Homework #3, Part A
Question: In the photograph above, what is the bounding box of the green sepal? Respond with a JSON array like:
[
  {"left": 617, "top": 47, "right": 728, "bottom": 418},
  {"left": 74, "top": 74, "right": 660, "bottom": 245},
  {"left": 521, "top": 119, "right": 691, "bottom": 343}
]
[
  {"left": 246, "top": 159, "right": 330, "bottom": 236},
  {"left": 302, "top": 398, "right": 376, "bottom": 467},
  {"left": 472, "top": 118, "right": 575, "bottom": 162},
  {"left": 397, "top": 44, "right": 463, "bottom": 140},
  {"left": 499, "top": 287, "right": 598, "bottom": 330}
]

● ● ● ● ● ● ●

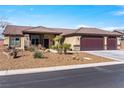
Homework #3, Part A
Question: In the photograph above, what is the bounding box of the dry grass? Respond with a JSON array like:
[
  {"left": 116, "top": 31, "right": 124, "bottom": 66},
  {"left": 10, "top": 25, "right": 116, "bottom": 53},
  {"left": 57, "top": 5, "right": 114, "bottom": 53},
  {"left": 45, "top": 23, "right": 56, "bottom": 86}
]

● ● ● ● ● ● ●

### WORK INSTRUCTIONS
Go through the preceding material and copy each line that has the word "what".

### ANSWER BELOW
Question: In the photograph above, what is the bounding box of the green sepal? Respond with a JSON array like:
Question: In the photograph above, what is the bounding box of the dry grass? Respond with a JSON array like:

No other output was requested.